What you will do: Reproduce the entries below in full, word for word.

Dataset content:
'''

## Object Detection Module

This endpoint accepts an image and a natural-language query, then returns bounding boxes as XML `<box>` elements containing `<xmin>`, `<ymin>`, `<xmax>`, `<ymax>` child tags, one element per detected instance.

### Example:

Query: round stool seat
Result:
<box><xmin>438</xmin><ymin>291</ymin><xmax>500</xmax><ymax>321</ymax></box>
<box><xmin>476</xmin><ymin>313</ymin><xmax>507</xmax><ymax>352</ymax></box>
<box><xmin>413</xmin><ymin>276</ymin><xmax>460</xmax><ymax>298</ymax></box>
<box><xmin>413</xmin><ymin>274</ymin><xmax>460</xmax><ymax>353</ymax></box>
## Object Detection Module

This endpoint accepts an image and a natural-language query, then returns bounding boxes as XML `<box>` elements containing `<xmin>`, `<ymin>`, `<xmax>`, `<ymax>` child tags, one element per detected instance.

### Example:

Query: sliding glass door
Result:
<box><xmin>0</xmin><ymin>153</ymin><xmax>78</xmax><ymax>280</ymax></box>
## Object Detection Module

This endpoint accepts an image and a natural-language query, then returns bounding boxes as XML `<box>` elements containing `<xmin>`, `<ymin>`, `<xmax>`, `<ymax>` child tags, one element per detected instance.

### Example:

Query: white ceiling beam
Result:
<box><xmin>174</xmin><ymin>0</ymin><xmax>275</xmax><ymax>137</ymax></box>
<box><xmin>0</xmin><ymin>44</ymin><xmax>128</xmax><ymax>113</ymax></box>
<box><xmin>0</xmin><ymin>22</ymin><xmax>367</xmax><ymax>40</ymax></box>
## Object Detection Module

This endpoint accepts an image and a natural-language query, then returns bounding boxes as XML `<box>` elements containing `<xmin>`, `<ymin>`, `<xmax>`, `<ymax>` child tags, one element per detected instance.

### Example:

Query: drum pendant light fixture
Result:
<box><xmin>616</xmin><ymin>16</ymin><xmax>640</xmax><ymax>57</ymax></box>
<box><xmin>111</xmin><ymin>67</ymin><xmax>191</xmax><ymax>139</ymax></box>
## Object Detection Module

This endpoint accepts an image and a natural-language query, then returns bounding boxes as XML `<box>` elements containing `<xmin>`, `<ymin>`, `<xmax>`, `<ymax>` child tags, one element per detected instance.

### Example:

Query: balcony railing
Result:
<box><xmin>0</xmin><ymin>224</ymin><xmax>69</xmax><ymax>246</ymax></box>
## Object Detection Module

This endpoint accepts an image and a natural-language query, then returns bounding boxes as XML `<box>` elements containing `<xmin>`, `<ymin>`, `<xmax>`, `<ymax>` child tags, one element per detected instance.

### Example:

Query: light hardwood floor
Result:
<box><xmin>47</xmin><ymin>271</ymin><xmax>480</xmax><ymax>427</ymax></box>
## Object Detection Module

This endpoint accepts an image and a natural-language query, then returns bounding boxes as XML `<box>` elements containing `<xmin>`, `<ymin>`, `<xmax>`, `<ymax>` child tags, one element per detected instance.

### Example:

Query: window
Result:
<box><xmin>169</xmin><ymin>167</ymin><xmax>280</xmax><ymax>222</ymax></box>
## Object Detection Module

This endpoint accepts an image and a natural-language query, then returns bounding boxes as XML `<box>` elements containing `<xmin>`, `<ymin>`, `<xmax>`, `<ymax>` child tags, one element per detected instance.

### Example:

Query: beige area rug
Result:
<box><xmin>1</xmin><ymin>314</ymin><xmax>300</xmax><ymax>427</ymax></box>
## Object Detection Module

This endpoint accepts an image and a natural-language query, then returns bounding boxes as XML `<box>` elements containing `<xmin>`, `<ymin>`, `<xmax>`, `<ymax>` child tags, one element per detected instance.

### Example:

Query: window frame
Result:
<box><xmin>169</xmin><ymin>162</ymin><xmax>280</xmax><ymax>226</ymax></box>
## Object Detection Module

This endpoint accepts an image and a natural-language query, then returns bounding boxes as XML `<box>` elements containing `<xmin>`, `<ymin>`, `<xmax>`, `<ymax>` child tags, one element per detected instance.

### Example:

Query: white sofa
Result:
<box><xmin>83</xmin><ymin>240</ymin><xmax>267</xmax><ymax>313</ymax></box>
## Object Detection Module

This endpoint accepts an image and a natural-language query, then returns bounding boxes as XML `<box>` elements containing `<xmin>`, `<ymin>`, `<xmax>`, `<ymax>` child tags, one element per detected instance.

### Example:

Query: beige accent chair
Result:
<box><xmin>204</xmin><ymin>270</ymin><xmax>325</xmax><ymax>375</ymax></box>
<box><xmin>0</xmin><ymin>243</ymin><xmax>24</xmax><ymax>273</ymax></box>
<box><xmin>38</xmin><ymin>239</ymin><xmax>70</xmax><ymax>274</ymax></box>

'''

Task answer:
## Object Detection Module

This endpoint accepts an image and a natural-language query, then returns bounding boxes as XML `<box>` elements containing `<xmin>`, `<ymin>`, `<xmax>`, `<ymax>` child tags, one element per detected instance.

### Example:

Query: round stool seat
Result:
<box><xmin>438</xmin><ymin>291</ymin><xmax>500</xmax><ymax>321</ymax></box>
<box><xmin>476</xmin><ymin>313</ymin><xmax>507</xmax><ymax>352</ymax></box>
<box><xmin>413</xmin><ymin>276</ymin><xmax>460</xmax><ymax>298</ymax></box>
<box><xmin>413</xmin><ymin>274</ymin><xmax>460</xmax><ymax>353</ymax></box>
## Object Detection Module

This endpoint accepts an image and a natural-language query, then returns bounding boxes as XML `<box>` elements containing `<xmin>`, `<ymin>`, `<xmax>`, `<ymax>` child tags, one element per detected instance.

### Example:

Query: sliding glass door
Result:
<box><xmin>0</xmin><ymin>153</ymin><xmax>78</xmax><ymax>280</ymax></box>
## Object Detection Module

This endpoint accepts an image and a natural-language query, then returns bounding boxes as XML `<box>` elements containing `<xmin>`, `<ymin>`, `<xmax>`, `<ymax>` child tags, one element per detected instance.

### Example:

Query: white ceiling beam
Result:
<box><xmin>174</xmin><ymin>0</ymin><xmax>275</xmax><ymax>137</ymax></box>
<box><xmin>0</xmin><ymin>44</ymin><xmax>128</xmax><ymax>113</ymax></box>
<box><xmin>0</xmin><ymin>22</ymin><xmax>367</xmax><ymax>40</ymax></box>
## Object Detection Module

This endpoint accepts an image and a natural-language query, then returns bounding boxes as XML `<box>` elements containing `<xmin>`, `<ymin>`, `<xmax>`, `<ymax>` child tags, one element per detected instance.

### Example:

Query: drum pendant light fixture
Result:
<box><xmin>616</xmin><ymin>16</ymin><xmax>640</xmax><ymax>57</ymax></box>
<box><xmin>111</xmin><ymin>67</ymin><xmax>191</xmax><ymax>139</ymax></box>
## Object Detection Module

This endpoint accepts an image and a natural-language query, then returns bounding boxes as XML `<box>` elements containing `<xmin>`, `<ymin>`, `<xmax>`, `<ymax>` child tags, one element per detected instance.

### Example:

Query: balcony railing
Result:
<box><xmin>0</xmin><ymin>224</ymin><xmax>69</xmax><ymax>246</ymax></box>
## Object Detection Module

This endpoint accepts an image and a natural-language query, then returns bounding boxes as XML `<box>` elements containing `<xmin>`, `<ymin>`, `<xmax>`, `<ymax>` child tags, one element per detected instance.

### Example:

Query: light hardwood floor
Result:
<box><xmin>47</xmin><ymin>271</ymin><xmax>480</xmax><ymax>427</ymax></box>
## Object Detection Module

This endpoint accepts an image and a natural-language query, then returns bounding boxes as XML `<box>` elements containing `<xmin>`, `<ymin>`, `<xmax>`, `<ymax>` child tags, one element per detected instance.

### Example:

Query: window
Result:
<box><xmin>169</xmin><ymin>167</ymin><xmax>280</xmax><ymax>222</ymax></box>
## Object Detection Module

This endpoint accepts an image and a natural-language query, then returns bounding boxes as XML `<box>` elements containing `<xmin>`, `<ymin>`, `<xmax>`, `<ymax>` child tags, one element per detected instance.

### Example:

Query: beige area rug
Result:
<box><xmin>1</xmin><ymin>314</ymin><xmax>300</xmax><ymax>427</ymax></box>
## Object Detection Module

This endpoint accepts an image and a natural-language query, then returns bounding boxes as XML `<box>` elements containing `<xmin>`, `<ymin>`, `<xmax>`, `<ymax>` child tags, one element per detected instance.

### Example:

Query: window frame
Result:
<box><xmin>169</xmin><ymin>162</ymin><xmax>280</xmax><ymax>226</ymax></box>
## Object Detection Module

This endpoint accepts an image and a natural-language query, then returns bounding boxes as XML `<box>` elements containing `<xmin>`, `<ymin>`, `<xmax>`, `<ymax>` child tags, one element per detected instance.

### Example:

Query: white sofa
Result:
<box><xmin>83</xmin><ymin>240</ymin><xmax>267</xmax><ymax>313</ymax></box>
## Object Detection Module

This endpoint accepts an image and a natural-language query, then returns bounding boxes as XML `<box>` elements containing `<xmin>`, `<ymin>`, `<xmax>`, `<ymax>` child tags, one element per detected instance.

### Example:

Query: beige accent chair
Result:
<box><xmin>204</xmin><ymin>270</ymin><xmax>325</xmax><ymax>375</ymax></box>
<box><xmin>0</xmin><ymin>243</ymin><xmax>24</xmax><ymax>273</ymax></box>
<box><xmin>38</xmin><ymin>239</ymin><xmax>70</xmax><ymax>274</ymax></box>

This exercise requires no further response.